• **Work order**: Lines with the word "woman" in them must be copied from the records below.

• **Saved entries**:
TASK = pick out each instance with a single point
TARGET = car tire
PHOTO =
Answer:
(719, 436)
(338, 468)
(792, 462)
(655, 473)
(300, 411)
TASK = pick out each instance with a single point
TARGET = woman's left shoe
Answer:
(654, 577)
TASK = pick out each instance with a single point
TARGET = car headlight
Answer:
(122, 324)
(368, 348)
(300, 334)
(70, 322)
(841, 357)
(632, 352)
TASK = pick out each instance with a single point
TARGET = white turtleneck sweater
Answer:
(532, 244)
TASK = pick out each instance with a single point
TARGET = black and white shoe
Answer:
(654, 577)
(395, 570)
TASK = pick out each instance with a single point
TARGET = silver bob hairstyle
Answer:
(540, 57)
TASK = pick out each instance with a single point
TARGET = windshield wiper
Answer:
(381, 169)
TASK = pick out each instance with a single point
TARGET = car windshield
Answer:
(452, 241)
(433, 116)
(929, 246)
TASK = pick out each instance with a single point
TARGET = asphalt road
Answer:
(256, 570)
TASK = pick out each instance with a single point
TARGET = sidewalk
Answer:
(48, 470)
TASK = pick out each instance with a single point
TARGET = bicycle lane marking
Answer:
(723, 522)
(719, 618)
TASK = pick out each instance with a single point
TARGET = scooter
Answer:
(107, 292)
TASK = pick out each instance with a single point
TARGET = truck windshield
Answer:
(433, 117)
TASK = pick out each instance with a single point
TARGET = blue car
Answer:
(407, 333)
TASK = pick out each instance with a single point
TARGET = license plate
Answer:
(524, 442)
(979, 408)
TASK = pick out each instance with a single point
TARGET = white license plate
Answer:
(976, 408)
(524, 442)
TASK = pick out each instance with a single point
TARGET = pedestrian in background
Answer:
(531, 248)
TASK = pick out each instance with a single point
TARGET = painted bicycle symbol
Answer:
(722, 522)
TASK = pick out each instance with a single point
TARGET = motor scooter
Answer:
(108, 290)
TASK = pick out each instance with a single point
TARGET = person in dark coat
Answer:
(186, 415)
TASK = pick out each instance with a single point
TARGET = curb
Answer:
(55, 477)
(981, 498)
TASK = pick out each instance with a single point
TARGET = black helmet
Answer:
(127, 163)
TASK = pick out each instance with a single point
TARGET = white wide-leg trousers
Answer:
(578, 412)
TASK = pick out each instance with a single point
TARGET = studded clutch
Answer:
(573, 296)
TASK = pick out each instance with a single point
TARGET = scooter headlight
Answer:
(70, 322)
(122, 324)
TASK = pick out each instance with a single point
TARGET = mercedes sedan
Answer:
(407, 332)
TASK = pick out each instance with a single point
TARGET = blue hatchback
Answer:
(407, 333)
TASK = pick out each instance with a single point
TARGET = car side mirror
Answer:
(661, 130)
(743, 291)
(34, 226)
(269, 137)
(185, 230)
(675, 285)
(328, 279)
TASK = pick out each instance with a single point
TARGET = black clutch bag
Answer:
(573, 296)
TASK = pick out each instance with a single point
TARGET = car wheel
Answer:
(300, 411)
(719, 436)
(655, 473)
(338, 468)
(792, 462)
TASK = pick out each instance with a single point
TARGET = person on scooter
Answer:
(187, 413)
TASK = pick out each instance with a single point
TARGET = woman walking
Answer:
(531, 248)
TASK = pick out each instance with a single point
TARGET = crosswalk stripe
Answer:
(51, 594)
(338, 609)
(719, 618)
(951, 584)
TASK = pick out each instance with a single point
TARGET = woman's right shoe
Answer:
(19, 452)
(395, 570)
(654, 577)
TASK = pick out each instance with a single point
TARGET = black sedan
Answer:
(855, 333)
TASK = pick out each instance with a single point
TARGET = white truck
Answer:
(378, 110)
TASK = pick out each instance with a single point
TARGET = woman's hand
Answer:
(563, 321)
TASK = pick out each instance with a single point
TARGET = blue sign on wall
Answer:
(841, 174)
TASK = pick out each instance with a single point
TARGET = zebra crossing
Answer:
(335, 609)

• **Output below**:
TARGET = woman's left shoe
TARGET = woman walking
TARGET = woman's right shoe
TARGET = woman's hand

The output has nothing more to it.